start
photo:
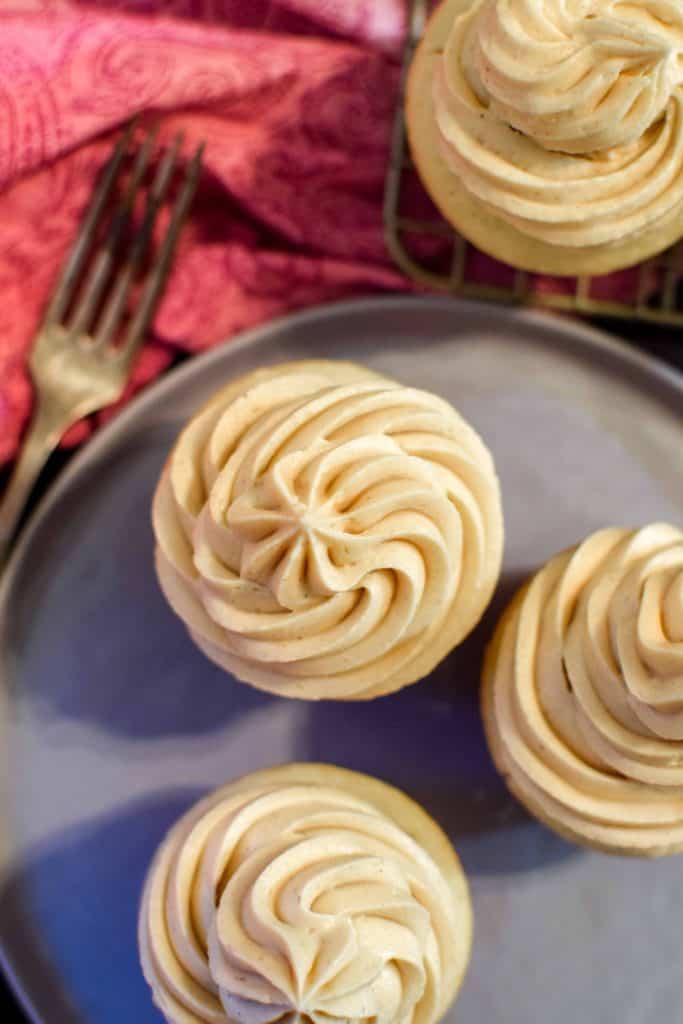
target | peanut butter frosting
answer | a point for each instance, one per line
(584, 691)
(327, 532)
(564, 117)
(299, 902)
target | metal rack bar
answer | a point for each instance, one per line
(657, 292)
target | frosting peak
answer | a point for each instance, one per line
(584, 690)
(575, 76)
(297, 902)
(326, 532)
(565, 117)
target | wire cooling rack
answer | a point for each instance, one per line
(430, 252)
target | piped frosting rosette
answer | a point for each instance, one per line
(327, 532)
(288, 897)
(565, 117)
(584, 691)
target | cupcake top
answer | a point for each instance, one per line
(327, 532)
(584, 691)
(565, 117)
(279, 899)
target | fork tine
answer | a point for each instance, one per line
(74, 264)
(97, 278)
(158, 275)
(116, 304)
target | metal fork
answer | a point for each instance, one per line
(81, 363)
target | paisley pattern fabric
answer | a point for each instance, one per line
(296, 99)
(289, 209)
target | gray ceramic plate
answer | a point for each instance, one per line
(114, 724)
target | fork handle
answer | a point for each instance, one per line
(48, 424)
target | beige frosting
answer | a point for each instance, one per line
(585, 690)
(327, 532)
(298, 902)
(564, 117)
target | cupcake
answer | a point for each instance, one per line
(300, 894)
(327, 532)
(550, 133)
(583, 692)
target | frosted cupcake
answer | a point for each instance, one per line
(327, 532)
(300, 894)
(583, 692)
(550, 132)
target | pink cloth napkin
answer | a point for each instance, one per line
(295, 99)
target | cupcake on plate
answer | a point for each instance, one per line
(550, 132)
(305, 893)
(326, 532)
(583, 692)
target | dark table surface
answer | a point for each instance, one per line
(664, 343)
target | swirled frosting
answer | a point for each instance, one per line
(298, 902)
(584, 691)
(564, 117)
(327, 532)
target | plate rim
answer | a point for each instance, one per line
(591, 338)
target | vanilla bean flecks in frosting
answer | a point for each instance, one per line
(327, 532)
(564, 116)
(584, 691)
(298, 902)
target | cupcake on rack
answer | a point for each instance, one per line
(301, 893)
(583, 692)
(326, 532)
(550, 132)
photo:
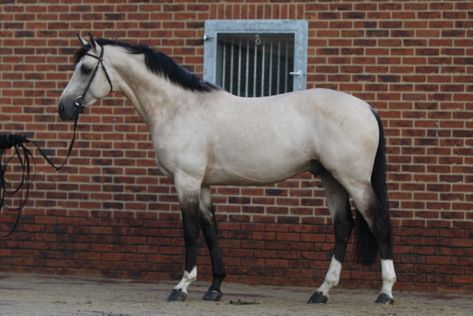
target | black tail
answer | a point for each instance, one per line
(367, 245)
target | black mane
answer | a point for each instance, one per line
(158, 63)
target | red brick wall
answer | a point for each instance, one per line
(112, 212)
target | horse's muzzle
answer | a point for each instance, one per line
(67, 112)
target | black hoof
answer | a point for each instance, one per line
(317, 298)
(177, 296)
(384, 299)
(212, 295)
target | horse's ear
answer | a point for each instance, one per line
(82, 41)
(92, 41)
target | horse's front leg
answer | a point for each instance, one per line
(208, 224)
(188, 190)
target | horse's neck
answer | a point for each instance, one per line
(155, 98)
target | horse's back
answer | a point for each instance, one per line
(261, 140)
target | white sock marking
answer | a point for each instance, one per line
(389, 276)
(186, 280)
(332, 277)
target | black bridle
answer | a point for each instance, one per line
(79, 101)
(25, 156)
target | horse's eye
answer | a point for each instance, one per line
(85, 70)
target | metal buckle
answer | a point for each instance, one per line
(80, 103)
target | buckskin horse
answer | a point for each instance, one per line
(204, 136)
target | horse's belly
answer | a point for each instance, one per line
(234, 173)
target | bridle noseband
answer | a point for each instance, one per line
(79, 101)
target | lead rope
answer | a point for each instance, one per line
(24, 156)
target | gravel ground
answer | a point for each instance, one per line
(41, 295)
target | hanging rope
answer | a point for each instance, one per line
(24, 157)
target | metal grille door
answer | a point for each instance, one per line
(254, 58)
(255, 65)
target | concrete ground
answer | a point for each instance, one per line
(41, 295)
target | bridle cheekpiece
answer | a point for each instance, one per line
(79, 101)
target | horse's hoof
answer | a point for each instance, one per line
(318, 298)
(212, 295)
(177, 296)
(384, 299)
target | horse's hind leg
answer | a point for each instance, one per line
(339, 207)
(377, 221)
(208, 226)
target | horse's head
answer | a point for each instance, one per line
(91, 80)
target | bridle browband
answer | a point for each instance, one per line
(79, 101)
end
WHAT IS NEEDED:
The required output is the exact sequence of lines from the one containing "target | concrete ground" through the end of the listing, both endpoints included.

COMPLETED TASK:
target | concrete ground
answer | a point for each instance, one per line
(41, 295)
target | bridle cheekpiece
answer | a point for each instance, one per line
(79, 101)
target | horse's hoof
answer | a point for each instance, one per line
(318, 298)
(212, 295)
(177, 296)
(384, 299)
target | horse's hind leg
answer | a point for each instance, one per line
(339, 207)
(377, 221)
(208, 226)
target | horse's head
answer | a point for each instance, one per line
(91, 80)
target | bridle browband
answer | a point for each instance, one per line
(79, 101)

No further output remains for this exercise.